▶ **Your instructions**: Please copy each line in the records below that contains the string "instance".

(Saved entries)

....

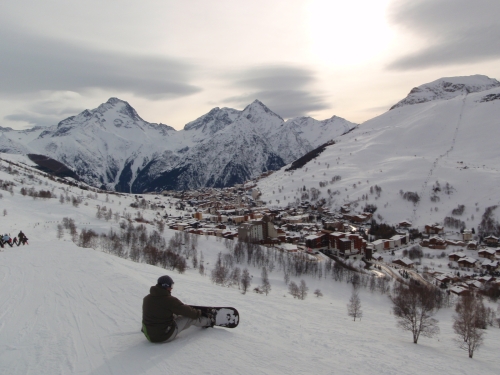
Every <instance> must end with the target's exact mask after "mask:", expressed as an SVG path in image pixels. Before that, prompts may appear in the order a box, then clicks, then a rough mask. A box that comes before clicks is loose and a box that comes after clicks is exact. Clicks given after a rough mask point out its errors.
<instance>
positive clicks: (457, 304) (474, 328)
mask: <svg viewBox="0 0 500 375" xmlns="http://www.w3.org/2000/svg"><path fill="white" fill-rule="evenodd" d="M483 310H484V304H483V301H482V300H481V299H480V298H478V297H477V296H476V295H474V294H471V295H468V296H463V297H462V298H461V299H460V300H459V301H458V302H457V304H456V306H455V311H456V313H457V315H454V316H453V330H454V331H455V333H456V334H457V338H456V340H455V341H456V343H457V345H458V347H459V348H460V349H462V350H466V351H468V352H469V358H472V356H473V355H474V351H475V350H477V349H478V348H479V347H480V346H481V345H482V343H483V336H484V331H483V330H482V328H483V326H484V322H482V321H481V320H482V317H481V315H482V311H483Z"/></svg>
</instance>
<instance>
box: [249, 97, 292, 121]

....

▶ **Expected answer**:
Every <instance> must end with the target's exact mask after "mask:", expressed as an SVG path in image pixels. Before that, prompts may appear in the order a box, then clicks, then a rough mask. A box that comes before clicks is loose and a box that comes after clicks is exact. Clicks given after a rough mask point out its errors.
<instance>
</instance>
<instance>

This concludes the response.